Excerpts of labeled region data:
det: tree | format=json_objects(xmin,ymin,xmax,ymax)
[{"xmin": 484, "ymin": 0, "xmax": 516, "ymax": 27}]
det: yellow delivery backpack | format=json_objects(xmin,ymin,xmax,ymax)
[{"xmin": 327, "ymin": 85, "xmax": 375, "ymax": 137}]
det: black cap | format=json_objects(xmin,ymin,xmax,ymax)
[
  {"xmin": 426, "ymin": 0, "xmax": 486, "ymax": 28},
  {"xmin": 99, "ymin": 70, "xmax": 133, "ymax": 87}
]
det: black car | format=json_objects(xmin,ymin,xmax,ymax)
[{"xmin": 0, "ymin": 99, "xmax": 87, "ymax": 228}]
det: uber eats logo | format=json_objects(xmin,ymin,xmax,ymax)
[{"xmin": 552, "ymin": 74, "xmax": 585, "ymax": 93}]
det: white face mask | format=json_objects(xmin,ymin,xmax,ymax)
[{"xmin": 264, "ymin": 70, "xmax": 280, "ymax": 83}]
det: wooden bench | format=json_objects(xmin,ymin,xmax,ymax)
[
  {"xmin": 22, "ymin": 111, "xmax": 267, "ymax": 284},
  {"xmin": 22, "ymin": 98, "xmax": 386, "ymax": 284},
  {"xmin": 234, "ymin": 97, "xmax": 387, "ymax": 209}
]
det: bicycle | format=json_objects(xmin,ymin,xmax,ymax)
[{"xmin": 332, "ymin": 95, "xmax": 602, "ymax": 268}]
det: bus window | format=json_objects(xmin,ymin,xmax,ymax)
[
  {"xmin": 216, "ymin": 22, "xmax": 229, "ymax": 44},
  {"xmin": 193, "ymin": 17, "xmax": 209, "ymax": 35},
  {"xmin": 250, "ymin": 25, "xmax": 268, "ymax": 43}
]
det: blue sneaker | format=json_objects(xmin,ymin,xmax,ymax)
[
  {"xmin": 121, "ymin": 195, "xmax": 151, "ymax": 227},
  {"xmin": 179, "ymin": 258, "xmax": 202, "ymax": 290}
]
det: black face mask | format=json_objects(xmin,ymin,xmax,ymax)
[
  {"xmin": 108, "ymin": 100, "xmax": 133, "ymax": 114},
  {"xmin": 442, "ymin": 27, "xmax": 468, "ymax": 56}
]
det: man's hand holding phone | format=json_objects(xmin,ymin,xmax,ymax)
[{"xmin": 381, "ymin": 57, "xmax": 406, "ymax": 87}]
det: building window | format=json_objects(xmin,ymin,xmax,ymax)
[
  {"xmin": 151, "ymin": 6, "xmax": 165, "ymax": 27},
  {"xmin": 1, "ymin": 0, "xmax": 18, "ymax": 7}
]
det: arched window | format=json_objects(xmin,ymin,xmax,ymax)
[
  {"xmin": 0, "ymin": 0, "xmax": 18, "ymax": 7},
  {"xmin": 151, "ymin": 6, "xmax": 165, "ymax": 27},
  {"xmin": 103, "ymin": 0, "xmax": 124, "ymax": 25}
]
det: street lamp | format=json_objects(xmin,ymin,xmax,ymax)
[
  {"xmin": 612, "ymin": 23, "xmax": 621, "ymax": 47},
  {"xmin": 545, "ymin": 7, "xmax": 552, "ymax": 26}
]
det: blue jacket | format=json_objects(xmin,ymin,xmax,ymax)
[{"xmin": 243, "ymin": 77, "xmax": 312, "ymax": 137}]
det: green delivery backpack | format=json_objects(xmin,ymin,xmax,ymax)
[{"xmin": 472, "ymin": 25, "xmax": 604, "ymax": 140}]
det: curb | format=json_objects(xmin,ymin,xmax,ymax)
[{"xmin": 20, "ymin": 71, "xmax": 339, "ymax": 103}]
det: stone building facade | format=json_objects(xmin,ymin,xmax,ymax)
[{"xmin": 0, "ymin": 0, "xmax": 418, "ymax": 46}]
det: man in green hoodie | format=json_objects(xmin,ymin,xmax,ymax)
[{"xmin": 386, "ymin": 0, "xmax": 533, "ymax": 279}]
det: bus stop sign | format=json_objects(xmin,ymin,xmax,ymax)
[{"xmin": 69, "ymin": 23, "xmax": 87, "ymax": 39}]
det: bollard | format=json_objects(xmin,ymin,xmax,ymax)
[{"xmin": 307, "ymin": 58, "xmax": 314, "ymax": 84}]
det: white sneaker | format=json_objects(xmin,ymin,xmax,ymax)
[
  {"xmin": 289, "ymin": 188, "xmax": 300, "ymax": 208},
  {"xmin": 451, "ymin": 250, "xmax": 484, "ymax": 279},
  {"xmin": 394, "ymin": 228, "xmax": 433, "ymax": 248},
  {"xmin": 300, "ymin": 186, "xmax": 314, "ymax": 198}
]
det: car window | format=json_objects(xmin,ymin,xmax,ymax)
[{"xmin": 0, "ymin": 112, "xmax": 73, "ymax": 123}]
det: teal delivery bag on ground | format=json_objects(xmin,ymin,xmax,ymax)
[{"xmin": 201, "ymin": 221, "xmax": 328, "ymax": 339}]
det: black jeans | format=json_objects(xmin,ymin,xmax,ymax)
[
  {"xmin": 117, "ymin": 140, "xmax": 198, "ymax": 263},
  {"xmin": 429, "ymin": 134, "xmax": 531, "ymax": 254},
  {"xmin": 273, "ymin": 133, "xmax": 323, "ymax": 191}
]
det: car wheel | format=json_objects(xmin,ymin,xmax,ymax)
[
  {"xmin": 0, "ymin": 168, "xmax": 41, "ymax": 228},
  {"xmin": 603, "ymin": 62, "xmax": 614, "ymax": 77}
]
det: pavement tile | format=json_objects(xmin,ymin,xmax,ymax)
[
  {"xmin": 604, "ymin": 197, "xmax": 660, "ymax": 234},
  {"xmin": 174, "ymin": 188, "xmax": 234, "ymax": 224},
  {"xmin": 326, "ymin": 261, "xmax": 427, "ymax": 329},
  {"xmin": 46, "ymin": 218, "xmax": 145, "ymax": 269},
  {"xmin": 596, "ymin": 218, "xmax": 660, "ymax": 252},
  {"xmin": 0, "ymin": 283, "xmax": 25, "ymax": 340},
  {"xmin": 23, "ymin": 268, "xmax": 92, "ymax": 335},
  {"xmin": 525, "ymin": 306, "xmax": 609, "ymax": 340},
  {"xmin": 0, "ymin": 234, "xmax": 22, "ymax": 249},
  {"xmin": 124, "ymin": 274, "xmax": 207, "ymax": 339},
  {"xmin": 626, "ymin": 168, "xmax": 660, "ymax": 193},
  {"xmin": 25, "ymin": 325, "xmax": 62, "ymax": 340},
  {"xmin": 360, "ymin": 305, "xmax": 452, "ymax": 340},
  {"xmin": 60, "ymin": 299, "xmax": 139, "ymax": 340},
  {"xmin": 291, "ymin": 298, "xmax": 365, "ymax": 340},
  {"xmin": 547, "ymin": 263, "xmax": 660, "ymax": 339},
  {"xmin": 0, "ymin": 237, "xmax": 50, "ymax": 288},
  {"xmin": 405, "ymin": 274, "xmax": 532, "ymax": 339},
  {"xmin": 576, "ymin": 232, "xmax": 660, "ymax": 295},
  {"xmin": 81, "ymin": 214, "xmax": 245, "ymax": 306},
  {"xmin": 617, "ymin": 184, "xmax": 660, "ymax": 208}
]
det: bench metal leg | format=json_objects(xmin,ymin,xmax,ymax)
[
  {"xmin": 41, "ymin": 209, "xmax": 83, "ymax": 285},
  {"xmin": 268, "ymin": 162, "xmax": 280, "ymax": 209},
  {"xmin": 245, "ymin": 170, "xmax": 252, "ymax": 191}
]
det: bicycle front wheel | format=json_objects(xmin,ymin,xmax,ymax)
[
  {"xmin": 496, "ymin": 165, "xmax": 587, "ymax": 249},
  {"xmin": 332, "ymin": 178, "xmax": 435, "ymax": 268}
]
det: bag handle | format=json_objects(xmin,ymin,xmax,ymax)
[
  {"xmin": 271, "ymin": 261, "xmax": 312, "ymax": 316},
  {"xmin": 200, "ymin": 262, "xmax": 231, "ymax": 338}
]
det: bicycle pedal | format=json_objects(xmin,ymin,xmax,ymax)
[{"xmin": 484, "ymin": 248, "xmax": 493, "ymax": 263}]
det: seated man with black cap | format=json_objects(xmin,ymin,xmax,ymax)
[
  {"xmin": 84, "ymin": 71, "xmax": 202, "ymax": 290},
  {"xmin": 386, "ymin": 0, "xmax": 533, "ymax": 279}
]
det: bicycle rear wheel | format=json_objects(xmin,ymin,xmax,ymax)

Task details ::
How many lines in the entries above contain the string "building"? Reply with the number alone.

Completed exercise ::
2